- _ENTRIES PROVIDED_
═══
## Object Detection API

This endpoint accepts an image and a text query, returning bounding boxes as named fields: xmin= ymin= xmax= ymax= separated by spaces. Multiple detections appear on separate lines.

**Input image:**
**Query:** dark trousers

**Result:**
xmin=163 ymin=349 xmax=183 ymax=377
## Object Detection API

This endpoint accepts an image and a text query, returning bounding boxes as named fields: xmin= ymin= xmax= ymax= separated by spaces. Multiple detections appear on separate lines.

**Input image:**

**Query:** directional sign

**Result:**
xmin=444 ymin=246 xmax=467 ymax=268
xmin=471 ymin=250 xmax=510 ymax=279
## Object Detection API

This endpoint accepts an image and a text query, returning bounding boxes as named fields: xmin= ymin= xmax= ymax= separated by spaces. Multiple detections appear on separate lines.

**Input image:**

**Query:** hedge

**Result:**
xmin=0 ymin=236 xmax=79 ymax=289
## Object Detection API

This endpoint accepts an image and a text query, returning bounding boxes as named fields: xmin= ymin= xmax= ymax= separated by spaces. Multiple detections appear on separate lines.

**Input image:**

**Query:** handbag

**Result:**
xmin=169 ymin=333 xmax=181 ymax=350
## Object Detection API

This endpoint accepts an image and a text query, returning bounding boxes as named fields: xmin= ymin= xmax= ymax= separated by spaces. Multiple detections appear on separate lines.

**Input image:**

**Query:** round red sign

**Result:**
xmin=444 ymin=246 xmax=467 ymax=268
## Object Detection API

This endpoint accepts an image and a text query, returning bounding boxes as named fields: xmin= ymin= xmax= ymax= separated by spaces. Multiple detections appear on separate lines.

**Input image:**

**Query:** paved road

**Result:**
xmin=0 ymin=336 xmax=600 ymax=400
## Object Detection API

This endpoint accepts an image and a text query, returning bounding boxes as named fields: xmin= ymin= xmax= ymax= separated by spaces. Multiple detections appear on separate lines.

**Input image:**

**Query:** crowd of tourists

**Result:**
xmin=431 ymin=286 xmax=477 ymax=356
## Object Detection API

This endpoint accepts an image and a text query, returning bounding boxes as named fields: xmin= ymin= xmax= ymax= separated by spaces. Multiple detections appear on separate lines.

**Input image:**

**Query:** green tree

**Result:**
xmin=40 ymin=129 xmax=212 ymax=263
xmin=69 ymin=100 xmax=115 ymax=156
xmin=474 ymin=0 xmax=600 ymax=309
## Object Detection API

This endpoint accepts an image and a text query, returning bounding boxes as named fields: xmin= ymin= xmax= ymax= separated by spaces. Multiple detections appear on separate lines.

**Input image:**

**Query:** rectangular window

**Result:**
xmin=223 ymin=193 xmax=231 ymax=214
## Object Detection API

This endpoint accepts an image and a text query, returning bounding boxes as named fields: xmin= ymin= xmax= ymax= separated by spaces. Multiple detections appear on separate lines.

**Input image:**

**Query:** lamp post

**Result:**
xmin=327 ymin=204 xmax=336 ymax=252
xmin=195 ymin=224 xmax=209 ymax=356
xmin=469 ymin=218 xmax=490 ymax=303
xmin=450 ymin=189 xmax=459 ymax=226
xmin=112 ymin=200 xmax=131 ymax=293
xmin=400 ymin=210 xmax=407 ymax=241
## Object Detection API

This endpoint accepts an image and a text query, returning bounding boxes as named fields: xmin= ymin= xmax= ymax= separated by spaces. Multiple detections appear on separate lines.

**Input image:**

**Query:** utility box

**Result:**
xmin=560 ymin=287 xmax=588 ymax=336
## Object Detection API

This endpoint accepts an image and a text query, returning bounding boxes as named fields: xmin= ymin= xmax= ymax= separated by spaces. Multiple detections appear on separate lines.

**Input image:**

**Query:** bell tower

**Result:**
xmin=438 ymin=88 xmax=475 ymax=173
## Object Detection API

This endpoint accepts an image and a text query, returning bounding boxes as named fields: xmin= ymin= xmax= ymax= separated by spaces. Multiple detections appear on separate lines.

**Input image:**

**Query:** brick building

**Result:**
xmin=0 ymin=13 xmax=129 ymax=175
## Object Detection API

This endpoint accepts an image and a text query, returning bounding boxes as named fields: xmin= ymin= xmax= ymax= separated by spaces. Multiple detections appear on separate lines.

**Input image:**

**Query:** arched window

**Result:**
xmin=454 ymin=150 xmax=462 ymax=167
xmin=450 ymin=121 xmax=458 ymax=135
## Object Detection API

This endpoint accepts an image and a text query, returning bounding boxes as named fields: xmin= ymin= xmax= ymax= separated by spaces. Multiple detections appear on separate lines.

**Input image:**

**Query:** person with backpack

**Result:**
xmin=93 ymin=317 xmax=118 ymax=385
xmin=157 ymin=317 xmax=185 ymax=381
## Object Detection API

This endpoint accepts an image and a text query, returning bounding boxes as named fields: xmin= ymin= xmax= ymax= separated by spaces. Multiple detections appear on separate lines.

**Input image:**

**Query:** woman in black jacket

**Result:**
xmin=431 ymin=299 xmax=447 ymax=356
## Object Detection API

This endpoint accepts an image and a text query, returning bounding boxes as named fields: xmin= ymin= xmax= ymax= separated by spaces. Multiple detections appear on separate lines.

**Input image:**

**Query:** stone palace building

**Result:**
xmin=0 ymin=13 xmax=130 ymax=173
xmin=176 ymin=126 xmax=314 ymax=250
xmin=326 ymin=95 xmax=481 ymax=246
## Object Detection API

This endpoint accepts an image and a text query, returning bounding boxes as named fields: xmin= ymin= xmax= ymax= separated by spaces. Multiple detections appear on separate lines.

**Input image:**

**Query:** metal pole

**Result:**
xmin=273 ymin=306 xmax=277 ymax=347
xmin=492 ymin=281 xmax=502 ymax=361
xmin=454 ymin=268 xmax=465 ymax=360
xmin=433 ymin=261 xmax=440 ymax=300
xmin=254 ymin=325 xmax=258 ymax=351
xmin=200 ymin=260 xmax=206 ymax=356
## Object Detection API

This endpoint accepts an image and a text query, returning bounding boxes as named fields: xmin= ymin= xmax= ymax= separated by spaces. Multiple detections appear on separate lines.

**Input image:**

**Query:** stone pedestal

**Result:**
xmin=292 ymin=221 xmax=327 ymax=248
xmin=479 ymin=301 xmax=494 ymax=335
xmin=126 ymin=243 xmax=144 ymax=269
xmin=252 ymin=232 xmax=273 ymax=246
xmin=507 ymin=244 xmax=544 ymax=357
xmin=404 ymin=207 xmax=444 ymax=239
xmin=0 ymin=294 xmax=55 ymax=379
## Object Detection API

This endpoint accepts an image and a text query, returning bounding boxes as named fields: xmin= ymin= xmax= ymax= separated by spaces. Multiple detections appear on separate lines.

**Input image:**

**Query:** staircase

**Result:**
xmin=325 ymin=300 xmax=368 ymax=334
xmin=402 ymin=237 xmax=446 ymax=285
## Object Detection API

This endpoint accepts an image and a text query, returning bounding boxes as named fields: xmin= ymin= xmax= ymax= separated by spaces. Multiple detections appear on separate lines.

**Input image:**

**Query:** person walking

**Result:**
═══
- _THE EXERCISE_
Reproduce all of the material above word for word, keeping every line as it appears.

- _TASK ANSWER_
## Object Detection API

This endpoint accepts an image and a text query, returning bounding boxes as named fields: xmin= ymin= xmax= ymax= separated by spaces. Multiple detections appear on separate lines.

**Input image:**
**Query:** dark trousers

**Result:**
xmin=163 ymin=349 xmax=183 ymax=377
## Object Detection API

This endpoint accepts an image and a text query, returning bounding boxes as named fields: xmin= ymin= xmax= ymax= separated by spaces. Multiple detections appear on separate lines.

**Input image:**

**Query:** directional sign

**Result:**
xmin=444 ymin=246 xmax=467 ymax=268
xmin=471 ymin=250 xmax=510 ymax=279
## Object Detection API

This endpoint accepts an image and a text query, returning bounding boxes as named fields: xmin= ymin= xmax= ymax= separated by spaces. Multiple detections appear on separate lines.

**Input image:**

**Query:** hedge

**Result:**
xmin=0 ymin=236 xmax=79 ymax=289
## Object Detection API

This endpoint accepts an image and a text query, returning bounding boxes as named fields: xmin= ymin= xmax= ymax= separated by spaces. Multiple detections appear on separate lines.

**Input image:**

**Query:** handbag

**Result:**
xmin=169 ymin=333 xmax=181 ymax=350
## Object Detection API

This endpoint accepts an image and a text query, returning bounding boxes as named fields: xmin= ymin= xmax= ymax= separated by spaces. Multiple detections appear on separate lines.

**Input image:**

**Query:** round red sign

**Result:**
xmin=444 ymin=246 xmax=467 ymax=268
## Object Detection API

This endpoint accepts an image and a text query, returning bounding boxes as named fields: xmin= ymin= xmax= ymax= separated by spaces. Multiple detections appear on separate lines.

**Input image:**

**Query:** paved road

**Result:**
xmin=0 ymin=336 xmax=600 ymax=400
## Object Detection API

This endpoint accepts an image and a text query, returning bounding boxes as named fields: xmin= ymin= xmax= ymax= separated by spaces. Multiple detections appear on separate lines.

**Input image:**

**Query:** crowd of tourists

**Result:**
xmin=431 ymin=286 xmax=477 ymax=356
## Object Detection API

This endpoint accepts an image and a text query, returning bounding boxes as named fields: xmin= ymin= xmax= ymax= separated by spaces. Multiple detections appear on separate lines.

**Input image:**

**Query:** green tree

**Result:**
xmin=40 ymin=129 xmax=212 ymax=263
xmin=69 ymin=100 xmax=115 ymax=156
xmin=474 ymin=0 xmax=600 ymax=309
## Object Detection API

This endpoint accepts an image and a text query, returning bounding boxes as named fields: xmin= ymin= xmax= ymax= separated by spaces. Multiple detections appear on separate lines.

**Input image:**

**Query:** rectangular window

**Result:**
xmin=223 ymin=193 xmax=231 ymax=214
## Object Detection API

This endpoint accepts an image and a text query, returning bounding boxes as named fields: xmin= ymin= xmax= ymax= separated by spaces. Multiple detections appear on separate lines.

**Input image:**

**Query:** lamp post

**Result:**
xmin=327 ymin=204 xmax=336 ymax=252
xmin=195 ymin=224 xmax=209 ymax=356
xmin=469 ymin=218 xmax=490 ymax=303
xmin=450 ymin=189 xmax=459 ymax=226
xmin=112 ymin=200 xmax=131 ymax=293
xmin=400 ymin=210 xmax=407 ymax=241
## Object Detection API

This endpoint accepts an image and a text query, returning bounding boxes as named fields: xmin= ymin= xmax= ymax= separated by spaces. Multiple detections appear on separate lines.

**Input image:**

**Query:** utility box

**Result:**
xmin=560 ymin=287 xmax=588 ymax=336
## Object Detection API

This endpoint accepts an image and a text query, returning bounding boxes as named fields: xmin= ymin= xmax= ymax= separated by spaces. Multiple detections appear on separate lines.

**Input image:**

**Query:** bell tower

**Result:**
xmin=438 ymin=88 xmax=475 ymax=173
## Object Detection API

This endpoint accepts an image and a text query, returning bounding boxes as named fields: xmin= ymin= xmax= ymax= separated by spaces. Multiple detections appear on separate lines.

**Input image:**

**Query:** brick building

**Result:**
xmin=0 ymin=13 xmax=129 ymax=175
## Object Detection API

This endpoint accepts an image and a text query, returning bounding boxes as named fields: xmin= ymin= xmax= ymax= separated by spaces. Multiple detections appear on separate lines.

**Input image:**

**Query:** arched window

**Result:**
xmin=454 ymin=150 xmax=462 ymax=167
xmin=450 ymin=121 xmax=458 ymax=135
## Object Detection API

This endpoint accepts an image and a text query, returning bounding boxes as named fields: xmin= ymin= xmax= ymax= separated by spaces. Multiple detections appear on separate lines.

**Input image:**

**Query:** person with backpack

**Result:**
xmin=93 ymin=317 xmax=118 ymax=385
xmin=157 ymin=317 xmax=185 ymax=381
## Object Detection API

This endpoint accepts an image and a text query, returning bounding boxes as named fields: xmin= ymin= xmax= ymax= separated by spaces. Multiple detections appear on separate lines.

**Input image:**

**Query:** woman in black jacket

**Result:**
xmin=431 ymin=299 xmax=447 ymax=356
## Object Detection API

This endpoint accepts an image and a text query, returning bounding boxes as named fields: xmin= ymin= xmax= ymax= separated by spaces. Multiple detections appear on separate lines.

**Input image:**

**Query:** stone palace building

**Result:**
xmin=0 ymin=13 xmax=130 ymax=173
xmin=176 ymin=126 xmax=314 ymax=250
xmin=326 ymin=95 xmax=481 ymax=246
## Object Detection API

This endpoint accepts an image and a text query, returning bounding boxes as named fields: xmin= ymin= xmax= ymax= separated by spaces. Multiple detections appear on separate lines.

**Input image:**

**Query:** metal pole

**Result:**
xmin=273 ymin=306 xmax=277 ymax=347
xmin=492 ymin=281 xmax=502 ymax=361
xmin=454 ymin=268 xmax=465 ymax=360
xmin=433 ymin=261 xmax=440 ymax=300
xmin=254 ymin=325 xmax=258 ymax=351
xmin=200 ymin=260 xmax=206 ymax=356
## Object Detection API

This endpoint accepts an image and a text query, returning bounding boxes as named fields: xmin= ymin= xmax= ymax= separated by spaces. Multiple detections appear on separate lines.

**Input image:**

**Query:** stone pedestal

**Result:**
xmin=292 ymin=221 xmax=327 ymax=248
xmin=479 ymin=301 xmax=494 ymax=335
xmin=126 ymin=243 xmax=144 ymax=269
xmin=252 ymin=232 xmax=273 ymax=246
xmin=507 ymin=244 xmax=544 ymax=357
xmin=404 ymin=207 xmax=444 ymax=239
xmin=0 ymin=294 xmax=55 ymax=379
## Object Detection API

This endpoint accepts an image and a text query, returning bounding boxes as named fields: xmin= ymin= xmax= ymax= separated by spaces. Multiple detections appear on separate lines.

**Input image:**

**Query:** staircase

**Result:**
xmin=325 ymin=300 xmax=368 ymax=334
xmin=402 ymin=237 xmax=446 ymax=285
## Object Detection API

This endpoint accepts an image and a text query, returning bounding boxes as named fields: xmin= ymin= xmax= ymax= separated by spaces. Multiple detections appear on separate lines.

**Input image:**

**Query:** person walking

**Result:**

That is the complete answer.